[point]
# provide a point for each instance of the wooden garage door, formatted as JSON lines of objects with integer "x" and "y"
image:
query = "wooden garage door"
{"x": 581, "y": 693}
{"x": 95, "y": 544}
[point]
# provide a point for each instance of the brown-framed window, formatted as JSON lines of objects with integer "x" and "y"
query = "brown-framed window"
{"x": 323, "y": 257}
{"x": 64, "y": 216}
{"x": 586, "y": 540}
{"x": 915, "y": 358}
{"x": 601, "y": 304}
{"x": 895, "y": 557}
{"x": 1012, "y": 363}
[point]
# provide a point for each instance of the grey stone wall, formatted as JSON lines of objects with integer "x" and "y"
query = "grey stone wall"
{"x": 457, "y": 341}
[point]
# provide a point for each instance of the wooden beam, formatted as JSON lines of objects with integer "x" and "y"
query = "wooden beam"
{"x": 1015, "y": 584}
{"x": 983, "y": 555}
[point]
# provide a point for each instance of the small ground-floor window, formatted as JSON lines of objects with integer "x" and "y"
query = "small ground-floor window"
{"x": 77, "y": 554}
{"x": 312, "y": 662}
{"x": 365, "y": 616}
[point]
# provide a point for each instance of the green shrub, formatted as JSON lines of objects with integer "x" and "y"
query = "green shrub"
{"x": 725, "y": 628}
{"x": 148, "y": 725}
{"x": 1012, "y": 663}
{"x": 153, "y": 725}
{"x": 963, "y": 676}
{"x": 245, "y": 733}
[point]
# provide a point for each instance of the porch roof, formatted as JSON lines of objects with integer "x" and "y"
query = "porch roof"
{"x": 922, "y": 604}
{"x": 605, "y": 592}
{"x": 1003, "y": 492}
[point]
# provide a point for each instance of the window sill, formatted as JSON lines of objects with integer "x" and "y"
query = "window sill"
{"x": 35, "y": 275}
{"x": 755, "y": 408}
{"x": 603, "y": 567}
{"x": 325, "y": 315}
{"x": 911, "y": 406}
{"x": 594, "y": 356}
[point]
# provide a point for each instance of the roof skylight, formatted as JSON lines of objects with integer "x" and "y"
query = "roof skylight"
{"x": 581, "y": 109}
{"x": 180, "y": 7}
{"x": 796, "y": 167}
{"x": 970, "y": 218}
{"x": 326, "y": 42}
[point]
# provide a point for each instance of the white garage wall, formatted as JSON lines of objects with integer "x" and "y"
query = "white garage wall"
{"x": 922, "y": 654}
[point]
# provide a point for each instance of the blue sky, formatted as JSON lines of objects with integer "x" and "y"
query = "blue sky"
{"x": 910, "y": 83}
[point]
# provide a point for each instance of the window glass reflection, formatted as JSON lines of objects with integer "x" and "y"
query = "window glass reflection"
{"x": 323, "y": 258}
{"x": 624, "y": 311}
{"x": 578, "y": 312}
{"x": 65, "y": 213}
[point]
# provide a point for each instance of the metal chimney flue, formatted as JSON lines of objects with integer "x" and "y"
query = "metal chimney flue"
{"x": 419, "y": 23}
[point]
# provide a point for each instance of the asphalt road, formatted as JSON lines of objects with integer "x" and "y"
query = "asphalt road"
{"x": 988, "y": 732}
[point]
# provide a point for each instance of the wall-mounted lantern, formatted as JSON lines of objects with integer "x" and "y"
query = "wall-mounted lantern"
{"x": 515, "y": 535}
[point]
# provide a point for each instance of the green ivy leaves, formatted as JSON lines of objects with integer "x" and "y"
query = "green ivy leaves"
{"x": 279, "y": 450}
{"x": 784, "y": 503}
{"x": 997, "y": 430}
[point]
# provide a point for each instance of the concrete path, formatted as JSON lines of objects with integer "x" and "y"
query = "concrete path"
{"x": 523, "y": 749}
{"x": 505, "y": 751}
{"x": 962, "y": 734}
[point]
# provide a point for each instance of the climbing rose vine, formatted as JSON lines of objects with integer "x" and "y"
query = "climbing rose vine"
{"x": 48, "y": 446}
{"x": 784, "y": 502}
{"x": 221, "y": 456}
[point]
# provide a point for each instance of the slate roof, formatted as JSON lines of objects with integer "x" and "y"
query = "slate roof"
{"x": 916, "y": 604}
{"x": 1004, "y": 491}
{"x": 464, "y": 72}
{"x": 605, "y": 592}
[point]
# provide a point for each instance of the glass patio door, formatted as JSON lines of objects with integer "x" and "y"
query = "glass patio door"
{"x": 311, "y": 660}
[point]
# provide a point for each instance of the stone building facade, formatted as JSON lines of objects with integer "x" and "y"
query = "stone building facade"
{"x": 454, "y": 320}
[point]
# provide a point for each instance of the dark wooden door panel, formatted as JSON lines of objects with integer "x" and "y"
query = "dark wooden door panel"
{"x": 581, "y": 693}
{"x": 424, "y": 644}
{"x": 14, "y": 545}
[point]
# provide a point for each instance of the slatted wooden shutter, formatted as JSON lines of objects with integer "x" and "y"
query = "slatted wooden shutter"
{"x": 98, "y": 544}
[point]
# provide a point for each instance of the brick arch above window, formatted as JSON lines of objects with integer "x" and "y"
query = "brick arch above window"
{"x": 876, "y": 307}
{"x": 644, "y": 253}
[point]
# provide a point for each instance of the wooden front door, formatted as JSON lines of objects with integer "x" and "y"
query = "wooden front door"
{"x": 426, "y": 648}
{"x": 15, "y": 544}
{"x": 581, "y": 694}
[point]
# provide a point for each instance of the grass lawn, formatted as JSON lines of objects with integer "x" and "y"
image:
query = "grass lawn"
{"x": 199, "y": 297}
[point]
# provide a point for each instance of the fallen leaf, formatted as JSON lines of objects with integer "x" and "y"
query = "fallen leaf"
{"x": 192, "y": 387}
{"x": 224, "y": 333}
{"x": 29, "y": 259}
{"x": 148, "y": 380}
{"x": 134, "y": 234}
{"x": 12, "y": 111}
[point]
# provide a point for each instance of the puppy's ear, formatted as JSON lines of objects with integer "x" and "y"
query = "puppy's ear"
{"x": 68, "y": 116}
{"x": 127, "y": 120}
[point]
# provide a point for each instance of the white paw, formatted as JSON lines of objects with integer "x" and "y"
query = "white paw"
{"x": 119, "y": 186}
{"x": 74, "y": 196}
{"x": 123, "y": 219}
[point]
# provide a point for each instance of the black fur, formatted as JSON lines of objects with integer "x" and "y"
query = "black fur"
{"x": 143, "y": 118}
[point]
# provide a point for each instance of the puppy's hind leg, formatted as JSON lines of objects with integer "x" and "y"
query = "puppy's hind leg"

--------------------------------------------------

**Directions**
Exactly reproduce all of the entries above.

**Problem solution**
[point]
# provide a point for each instance of the wooden garage door, formatted as JSON lines of objects with integer "x" and "y"
image:
query = "wooden garage door"
{"x": 581, "y": 693}
{"x": 95, "y": 544}
[point]
# provide a point for each instance of the brown-framed window, formatted as JSON lines of objects with integer "x" and "y"
query = "brown-framed window"
{"x": 323, "y": 257}
{"x": 64, "y": 216}
{"x": 586, "y": 540}
{"x": 915, "y": 358}
{"x": 601, "y": 304}
{"x": 895, "y": 557}
{"x": 1012, "y": 363}
[point]
# provide a point for each instance of the grey stone wall, formatted as JSON lines of objects with integer "x" and "y"
query = "grey stone wall"
{"x": 457, "y": 341}
[point]
# provide a point for each instance of the wooden beam, formatted as JSON lines of objects with integer "x" and "y"
query = "wooden beam"
{"x": 1015, "y": 584}
{"x": 983, "y": 555}
[point]
# provide a point for each instance of the small ground-floor window, formatted as JSON lines of objects with integer "x" and "y"
query = "small ground-floor window"
{"x": 77, "y": 554}
{"x": 312, "y": 662}
{"x": 365, "y": 616}
[point]
# provide a point for each instance of the green shrub, formatted as JSON lines of objects with integer "x" and "y"
query = "green shrub"
{"x": 725, "y": 628}
{"x": 148, "y": 725}
{"x": 1012, "y": 663}
{"x": 153, "y": 725}
{"x": 963, "y": 676}
{"x": 245, "y": 733}
[point]
# provide a point for each instance of the porch roof, formatted as JSON lines of objects with integer "x" and "y"
query = "porch roof"
{"x": 922, "y": 604}
{"x": 605, "y": 592}
{"x": 1003, "y": 492}
[point]
# provide a point for each instance of the window sill, formatted as JSON lines of objects with integer "x" and "y"
query = "window sill"
{"x": 35, "y": 275}
{"x": 755, "y": 408}
{"x": 603, "y": 567}
{"x": 325, "y": 315}
{"x": 911, "y": 406}
{"x": 594, "y": 356}
[point]
# provide a point for each instance of the roof skylight, formatted as JSON lines of objects with integer "x" and "y"
query = "roof skylight"
{"x": 581, "y": 109}
{"x": 180, "y": 7}
{"x": 796, "y": 167}
{"x": 970, "y": 218}
{"x": 326, "y": 42}
[point]
# provide a point for each instance of the white garage wall, formatted as JSON lines of objects with integer "x" and "y"
query = "white garage wall"
{"x": 922, "y": 654}
[point]
# provide a point for each instance of the blue sky, formatted as JSON lines of objects with integer "x" and "y"
query = "blue sky"
{"x": 910, "y": 83}
[point]
# provide a point for each instance of the window glass reflection, formatted as JSON lines of objects with integer "x" and "y"
query = "window glass reflection"
{"x": 323, "y": 258}
{"x": 624, "y": 311}
{"x": 578, "y": 312}
{"x": 65, "y": 213}
[point]
# provide a point for each instance of the metal chimney flue, formatted as JSON lines of objects with integer "x" and "y"
query = "metal chimney flue"
{"x": 419, "y": 23}
[point]
# provide a point for each instance of the asphalt road, formatted as JSON lines of objects with integer "x" and "y"
query = "asphalt road"
{"x": 988, "y": 732}
[point]
# provide a point for each instance of the wall-mounted lantern, formatted as JSON lines of objects with integer "x" and "y"
query = "wall-mounted lantern"
{"x": 515, "y": 535}
[point]
# provide a point for each instance of the green ivy leaves, formatted as JSON lines of objects with integer "x" and "y"
query = "green ivy leaves"
{"x": 279, "y": 450}
{"x": 784, "y": 503}
{"x": 997, "y": 430}
[point]
# provide a point for each instance of the concrete path, formatted as JSON lines of objects with integer "x" and "y"
query = "concrete path"
{"x": 523, "y": 749}
{"x": 505, "y": 751}
{"x": 962, "y": 734}
[point]
# provide a point for each instance of the climbing rose vine, formatted as JSON lines of objects with integer "x" and "y"
query = "climbing rose vine"
{"x": 48, "y": 446}
{"x": 784, "y": 502}
{"x": 221, "y": 456}
[point]
# provide a point for each instance of the slate roof, formatted as JSON lines of objects with integer "x" and "y"
query = "slate roof"
{"x": 916, "y": 604}
{"x": 1004, "y": 491}
{"x": 464, "y": 72}
{"x": 605, "y": 592}
[point]
# provide a point for each instance of the glass patio door, formatted as JSON lines of objects with integer "x" and "y"
query = "glass patio door"
{"x": 311, "y": 660}
[point]
# provide a point for each instance of the stone building facade, formatted as JSON lines of objects with integer "x" and "y"
query = "stone building facade"
{"x": 454, "y": 320}
[point]
# provide a point for each instance of the dark wooden door panel, formatted as JSON lines of objects with integer "x" and "y"
query = "dark wooden door panel"
{"x": 581, "y": 693}
{"x": 424, "y": 644}
{"x": 14, "y": 545}
[point]
# provide a point for each instance of the slatted wooden shutter, formatted as JSON lines of objects with integer "x" and "y"
query = "slatted wooden shutter"
{"x": 98, "y": 544}
[point]
# provide a point for each instance of the brick arch above window, formatted as JSON lines of objects with integer "x" and "y"
query = "brick arch above window"
{"x": 876, "y": 307}
{"x": 644, "y": 253}
[point]
# provide a point for each instance of the wooden front door, formatted as JSON lines of objects with integer "x" and "y"
query = "wooden front door"
{"x": 426, "y": 648}
{"x": 15, "y": 544}
{"x": 581, "y": 694}
[point]
# provide a point for each instance of the grass lawn, formatted as JSON lines of objects with integer "x" and "y"
image:
query = "grass lawn"
{"x": 199, "y": 297}
[point]
# provide a point for each instance of the fallen leaf, formatted as JSON lines of objects with integer "x" and "y"
query = "fallen leaf"
{"x": 192, "y": 387}
{"x": 224, "y": 333}
{"x": 29, "y": 259}
{"x": 148, "y": 380}
{"x": 134, "y": 234}
{"x": 12, "y": 111}
[point]
# provide a point for each instance of the puppy's ear, formatted as JSON lines of objects with integer "x" and "y"
query = "puppy's ear"
{"x": 68, "y": 116}
{"x": 127, "y": 120}
[point]
# provide a point for each instance of the white paw, formatted as JSON lines of objects with integer "x" and "y"
query = "white paw"
{"x": 119, "y": 186}
{"x": 74, "y": 196}
{"x": 123, "y": 219}
[point]
# provide a point for each instance of the black fur, formatted as JSON lines of objects with integer "x" and "y"
query = "black fur"
{"x": 143, "y": 118}
[point]
# provide a point for each instance of the puppy's hind leg, formatted as JSON lines of objects with integer "x" and "y"
query = "puppy's hind leg"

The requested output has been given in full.